* _What you are asked to do_: Your job is to report every line of the entries that has "wheel".

* _Records supplied_:

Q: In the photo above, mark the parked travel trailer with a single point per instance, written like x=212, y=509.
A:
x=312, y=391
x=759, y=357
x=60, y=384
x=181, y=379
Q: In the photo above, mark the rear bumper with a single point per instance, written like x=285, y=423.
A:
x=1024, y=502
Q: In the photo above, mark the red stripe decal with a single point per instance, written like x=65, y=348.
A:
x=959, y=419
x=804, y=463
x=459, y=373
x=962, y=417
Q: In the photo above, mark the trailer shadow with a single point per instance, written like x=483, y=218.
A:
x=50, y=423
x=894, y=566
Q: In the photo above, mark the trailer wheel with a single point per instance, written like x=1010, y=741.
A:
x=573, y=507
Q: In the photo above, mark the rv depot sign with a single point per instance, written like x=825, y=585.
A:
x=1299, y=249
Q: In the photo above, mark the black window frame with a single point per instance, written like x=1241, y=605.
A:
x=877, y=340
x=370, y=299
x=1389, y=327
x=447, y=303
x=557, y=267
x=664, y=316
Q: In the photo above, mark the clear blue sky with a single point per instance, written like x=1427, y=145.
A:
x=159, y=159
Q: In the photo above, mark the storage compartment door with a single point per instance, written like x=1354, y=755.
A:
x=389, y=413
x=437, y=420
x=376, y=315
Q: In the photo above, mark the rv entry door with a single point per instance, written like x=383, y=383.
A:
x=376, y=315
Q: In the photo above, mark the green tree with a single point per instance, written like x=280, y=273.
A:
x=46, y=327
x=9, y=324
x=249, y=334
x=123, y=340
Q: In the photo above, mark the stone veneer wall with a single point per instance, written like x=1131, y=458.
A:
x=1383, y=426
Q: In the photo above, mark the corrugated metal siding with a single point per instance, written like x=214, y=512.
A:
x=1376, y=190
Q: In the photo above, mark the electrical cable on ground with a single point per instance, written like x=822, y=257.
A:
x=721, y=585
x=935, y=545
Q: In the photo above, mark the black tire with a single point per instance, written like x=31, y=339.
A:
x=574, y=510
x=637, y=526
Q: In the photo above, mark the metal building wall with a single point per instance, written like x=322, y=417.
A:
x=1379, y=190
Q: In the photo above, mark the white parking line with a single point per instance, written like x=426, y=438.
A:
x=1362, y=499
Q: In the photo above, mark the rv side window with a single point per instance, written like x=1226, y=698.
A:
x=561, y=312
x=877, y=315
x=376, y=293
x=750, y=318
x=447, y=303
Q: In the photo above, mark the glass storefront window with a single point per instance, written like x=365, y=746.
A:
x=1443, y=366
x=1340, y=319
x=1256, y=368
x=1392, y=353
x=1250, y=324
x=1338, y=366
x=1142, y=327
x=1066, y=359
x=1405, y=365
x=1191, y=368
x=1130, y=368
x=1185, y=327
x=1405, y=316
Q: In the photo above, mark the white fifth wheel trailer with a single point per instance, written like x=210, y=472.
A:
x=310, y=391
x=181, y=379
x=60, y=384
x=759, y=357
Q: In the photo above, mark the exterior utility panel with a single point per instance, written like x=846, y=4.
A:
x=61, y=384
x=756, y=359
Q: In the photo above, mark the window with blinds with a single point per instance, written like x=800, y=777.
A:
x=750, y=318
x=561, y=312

==

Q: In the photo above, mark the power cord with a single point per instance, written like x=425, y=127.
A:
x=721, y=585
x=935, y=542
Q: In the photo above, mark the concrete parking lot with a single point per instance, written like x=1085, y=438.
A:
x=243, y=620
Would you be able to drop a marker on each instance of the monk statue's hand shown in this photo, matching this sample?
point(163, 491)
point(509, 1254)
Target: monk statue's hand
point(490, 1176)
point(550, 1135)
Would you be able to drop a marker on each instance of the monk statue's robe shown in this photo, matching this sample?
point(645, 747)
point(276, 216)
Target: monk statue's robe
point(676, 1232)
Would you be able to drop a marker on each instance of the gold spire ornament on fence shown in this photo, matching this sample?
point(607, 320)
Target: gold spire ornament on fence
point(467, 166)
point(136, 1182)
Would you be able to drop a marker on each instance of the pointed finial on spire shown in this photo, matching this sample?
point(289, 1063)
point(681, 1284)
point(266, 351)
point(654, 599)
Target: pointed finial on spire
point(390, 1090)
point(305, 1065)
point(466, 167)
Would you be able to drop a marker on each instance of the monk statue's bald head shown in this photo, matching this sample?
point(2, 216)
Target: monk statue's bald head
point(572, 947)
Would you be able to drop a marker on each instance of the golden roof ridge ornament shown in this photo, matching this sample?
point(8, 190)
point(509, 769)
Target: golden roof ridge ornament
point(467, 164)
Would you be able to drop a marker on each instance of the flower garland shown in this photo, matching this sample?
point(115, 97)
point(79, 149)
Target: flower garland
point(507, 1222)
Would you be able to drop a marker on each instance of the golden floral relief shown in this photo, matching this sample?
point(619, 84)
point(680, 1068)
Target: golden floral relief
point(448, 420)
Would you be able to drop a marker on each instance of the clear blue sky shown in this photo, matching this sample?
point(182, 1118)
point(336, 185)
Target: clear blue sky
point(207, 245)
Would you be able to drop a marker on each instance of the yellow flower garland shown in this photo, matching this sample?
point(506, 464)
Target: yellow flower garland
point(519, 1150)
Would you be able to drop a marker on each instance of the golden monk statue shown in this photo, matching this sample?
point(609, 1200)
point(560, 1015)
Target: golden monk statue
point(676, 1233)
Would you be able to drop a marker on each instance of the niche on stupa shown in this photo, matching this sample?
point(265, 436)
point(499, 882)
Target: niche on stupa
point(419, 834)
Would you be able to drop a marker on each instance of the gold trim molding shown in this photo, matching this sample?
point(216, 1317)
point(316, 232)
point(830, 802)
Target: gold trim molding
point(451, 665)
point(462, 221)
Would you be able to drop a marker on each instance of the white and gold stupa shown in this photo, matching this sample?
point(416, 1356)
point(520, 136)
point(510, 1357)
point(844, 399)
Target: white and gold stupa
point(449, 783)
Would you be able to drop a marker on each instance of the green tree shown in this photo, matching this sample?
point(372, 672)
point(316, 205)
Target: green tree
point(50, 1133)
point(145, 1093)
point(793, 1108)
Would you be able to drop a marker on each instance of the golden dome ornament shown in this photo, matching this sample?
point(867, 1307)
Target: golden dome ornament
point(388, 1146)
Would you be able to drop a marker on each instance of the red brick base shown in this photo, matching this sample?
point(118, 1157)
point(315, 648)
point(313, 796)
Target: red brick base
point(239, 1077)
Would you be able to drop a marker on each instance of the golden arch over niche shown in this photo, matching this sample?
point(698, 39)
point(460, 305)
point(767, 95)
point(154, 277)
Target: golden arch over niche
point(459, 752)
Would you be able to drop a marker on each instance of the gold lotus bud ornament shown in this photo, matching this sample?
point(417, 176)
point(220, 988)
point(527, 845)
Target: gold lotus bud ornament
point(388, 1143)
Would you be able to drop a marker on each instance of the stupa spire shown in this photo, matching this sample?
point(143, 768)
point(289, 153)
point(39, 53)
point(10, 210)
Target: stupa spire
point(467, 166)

* * *

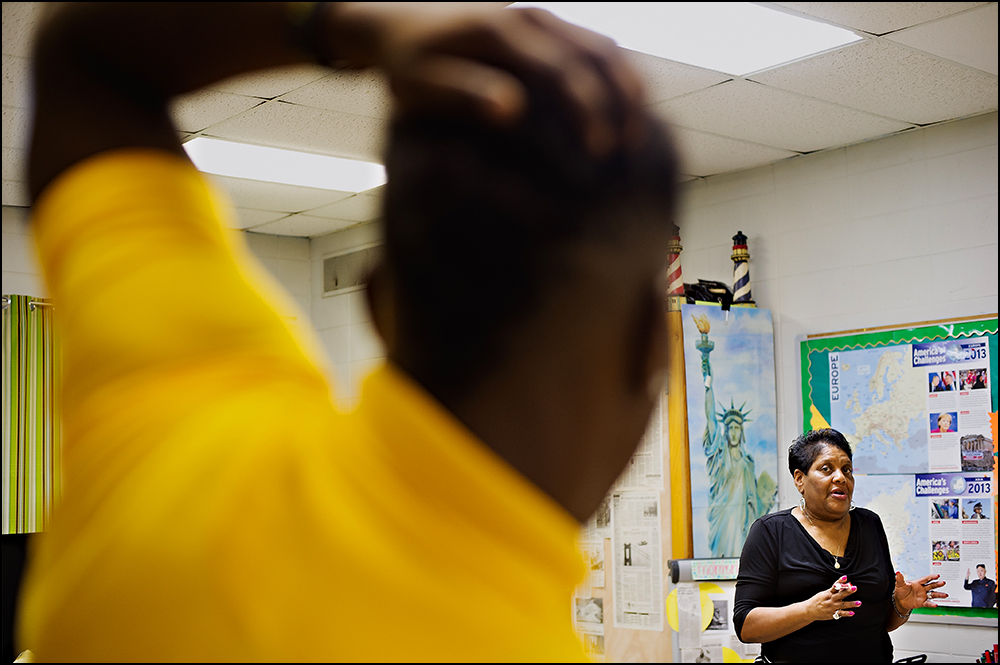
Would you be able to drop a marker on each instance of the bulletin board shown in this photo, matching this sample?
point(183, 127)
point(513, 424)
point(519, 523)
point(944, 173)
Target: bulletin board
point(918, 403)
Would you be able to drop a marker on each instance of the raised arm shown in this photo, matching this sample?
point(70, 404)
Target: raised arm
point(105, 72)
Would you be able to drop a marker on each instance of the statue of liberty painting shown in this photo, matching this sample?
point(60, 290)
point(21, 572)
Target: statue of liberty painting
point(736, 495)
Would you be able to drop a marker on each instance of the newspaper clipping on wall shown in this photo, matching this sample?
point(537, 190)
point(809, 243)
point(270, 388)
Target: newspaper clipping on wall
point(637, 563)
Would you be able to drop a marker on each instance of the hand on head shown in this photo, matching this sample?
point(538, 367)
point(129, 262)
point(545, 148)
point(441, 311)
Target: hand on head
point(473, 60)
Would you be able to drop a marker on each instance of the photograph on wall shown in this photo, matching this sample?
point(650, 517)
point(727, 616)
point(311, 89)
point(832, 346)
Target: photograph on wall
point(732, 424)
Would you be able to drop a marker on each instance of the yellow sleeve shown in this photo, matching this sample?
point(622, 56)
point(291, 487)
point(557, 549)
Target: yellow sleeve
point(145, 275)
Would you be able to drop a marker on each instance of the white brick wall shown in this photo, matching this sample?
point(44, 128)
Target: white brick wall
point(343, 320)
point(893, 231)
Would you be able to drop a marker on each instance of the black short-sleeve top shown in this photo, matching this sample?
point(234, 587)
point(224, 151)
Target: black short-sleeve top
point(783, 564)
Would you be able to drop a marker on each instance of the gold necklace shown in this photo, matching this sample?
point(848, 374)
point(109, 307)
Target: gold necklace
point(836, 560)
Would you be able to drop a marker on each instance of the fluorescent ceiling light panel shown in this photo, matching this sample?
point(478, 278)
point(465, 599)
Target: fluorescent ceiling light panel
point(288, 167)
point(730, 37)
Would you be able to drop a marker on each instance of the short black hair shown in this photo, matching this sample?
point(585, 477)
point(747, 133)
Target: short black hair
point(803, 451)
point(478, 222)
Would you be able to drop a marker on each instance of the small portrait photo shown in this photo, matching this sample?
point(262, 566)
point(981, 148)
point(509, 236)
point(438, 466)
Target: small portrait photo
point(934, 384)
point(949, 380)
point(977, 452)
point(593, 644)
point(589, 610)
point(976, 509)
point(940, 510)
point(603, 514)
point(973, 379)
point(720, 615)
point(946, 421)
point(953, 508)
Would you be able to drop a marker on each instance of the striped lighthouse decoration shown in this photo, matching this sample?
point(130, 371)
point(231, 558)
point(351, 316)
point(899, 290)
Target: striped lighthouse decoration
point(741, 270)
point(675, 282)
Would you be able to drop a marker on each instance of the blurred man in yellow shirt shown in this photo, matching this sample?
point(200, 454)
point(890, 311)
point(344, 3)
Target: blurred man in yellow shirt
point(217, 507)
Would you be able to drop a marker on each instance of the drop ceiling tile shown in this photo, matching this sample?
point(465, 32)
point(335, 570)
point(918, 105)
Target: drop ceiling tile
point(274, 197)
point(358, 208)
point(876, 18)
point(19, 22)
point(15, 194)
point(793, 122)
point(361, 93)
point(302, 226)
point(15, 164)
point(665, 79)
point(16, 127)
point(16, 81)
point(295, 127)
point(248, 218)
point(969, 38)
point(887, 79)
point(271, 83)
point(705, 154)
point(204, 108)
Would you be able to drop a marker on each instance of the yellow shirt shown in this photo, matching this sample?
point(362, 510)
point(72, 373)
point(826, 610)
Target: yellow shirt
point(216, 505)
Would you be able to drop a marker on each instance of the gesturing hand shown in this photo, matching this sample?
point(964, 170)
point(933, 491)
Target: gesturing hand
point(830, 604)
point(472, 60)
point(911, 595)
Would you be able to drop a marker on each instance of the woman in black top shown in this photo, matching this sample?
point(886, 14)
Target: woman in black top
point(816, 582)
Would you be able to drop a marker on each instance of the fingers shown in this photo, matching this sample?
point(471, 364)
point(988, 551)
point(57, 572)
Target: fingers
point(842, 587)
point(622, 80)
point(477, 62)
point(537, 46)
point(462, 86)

* _Exercise response_:
Q: In the photo above, mark the trailer wheel with a single point per instance, written like x=1010, y=741.
Q: In the photo above, mark the white fifth wheel trailer with a single point per instance, written like x=210, y=472.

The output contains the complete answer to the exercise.